> _What this task involves_
Start to finish, copy the data exactly.

[Region pointing data]
============
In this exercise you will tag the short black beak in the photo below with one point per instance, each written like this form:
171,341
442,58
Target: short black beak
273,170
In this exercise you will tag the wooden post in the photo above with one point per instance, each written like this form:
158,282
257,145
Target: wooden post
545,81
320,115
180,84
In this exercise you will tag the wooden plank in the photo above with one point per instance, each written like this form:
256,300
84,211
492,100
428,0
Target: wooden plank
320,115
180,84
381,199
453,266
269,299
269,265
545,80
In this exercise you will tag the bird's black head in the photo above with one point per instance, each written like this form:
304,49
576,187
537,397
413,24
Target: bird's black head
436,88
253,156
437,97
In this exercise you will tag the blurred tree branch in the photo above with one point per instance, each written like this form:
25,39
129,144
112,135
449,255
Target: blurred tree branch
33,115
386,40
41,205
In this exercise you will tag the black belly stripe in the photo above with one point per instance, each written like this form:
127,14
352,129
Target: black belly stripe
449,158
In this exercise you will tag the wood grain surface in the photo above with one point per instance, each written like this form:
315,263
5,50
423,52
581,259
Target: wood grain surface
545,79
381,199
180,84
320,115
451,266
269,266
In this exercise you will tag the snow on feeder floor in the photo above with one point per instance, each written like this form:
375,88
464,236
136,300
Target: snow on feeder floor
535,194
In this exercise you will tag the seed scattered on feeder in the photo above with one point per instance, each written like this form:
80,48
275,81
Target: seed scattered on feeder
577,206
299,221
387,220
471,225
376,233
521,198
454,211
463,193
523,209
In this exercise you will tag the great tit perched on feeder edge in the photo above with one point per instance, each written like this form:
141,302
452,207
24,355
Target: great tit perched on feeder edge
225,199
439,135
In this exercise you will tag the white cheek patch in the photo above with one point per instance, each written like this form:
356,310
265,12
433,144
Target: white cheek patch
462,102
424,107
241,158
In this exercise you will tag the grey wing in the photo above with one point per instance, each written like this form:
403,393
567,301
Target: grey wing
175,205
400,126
============
> _Output below_
In this exercise you will tag the short black beak in the photo below with one point per instance, each written like this form:
171,341
442,58
Target: short black beak
273,170
In this exercise you will tag the wooden post in the photo above with one point per instance, each written like this form:
158,282
257,145
Target: wooden post
545,81
320,115
180,84
In this exercise you will tag the wooden plank in the photo above with one point per instance, each written like this form:
256,300
84,211
492,100
428,0
Target: wooden plank
320,115
180,84
381,199
453,266
269,299
269,265
545,80
In this exercise you will tag the bird's black head in the photo above with one point per instance, each written like this form:
304,49
576,187
537,397
413,24
Target: bird's black head
436,88
253,156
437,97
In this exercise you will tag the blurred tree branch in the photo above with one point per instance, each written like this form:
25,39
129,144
112,135
449,255
Target: blurred tree branch
33,115
386,40
41,205
In this exercise you will tag the black belly stripe in the photo above with one point per instance, each written like this form:
127,14
352,129
Target: black belly stripe
449,158
In this exercise you will tag the wood grain surface in the photo above with one point per instance, each written like this form:
315,263
5,50
423,52
581,259
Target: wood grain surface
545,79
381,199
180,84
320,115
451,266
269,266
In this exercise you will tag the snow on feeder floor in the photo above with one point per instance, each written like this form:
375,88
464,236
136,300
Target: snow on feeder floor
535,194
In this exercise you will tag the seed scattered on feeder in the photo above with one point per instance, each written like this form:
80,48
275,81
Target: seed scattered on feeder
577,206
299,221
387,220
471,225
376,233
521,198
454,211
463,193
523,209
In this exercise you will tag the great tit perched on feeder edge in the photo above with one point per instance, each written like this form:
141,302
452,207
24,355
Target: great tit perched on feeder edge
225,199
439,135
In this exercise you will tag the white cheek patch in the photo above with one point per instance, each written like this form:
356,310
265,12
433,144
Target: white cheek patch
462,102
424,107
241,158
In this exercise you will tag the grey wing in the photo above with one point per instance, each written like this form:
403,393
567,301
Target: grey wing
175,205
400,126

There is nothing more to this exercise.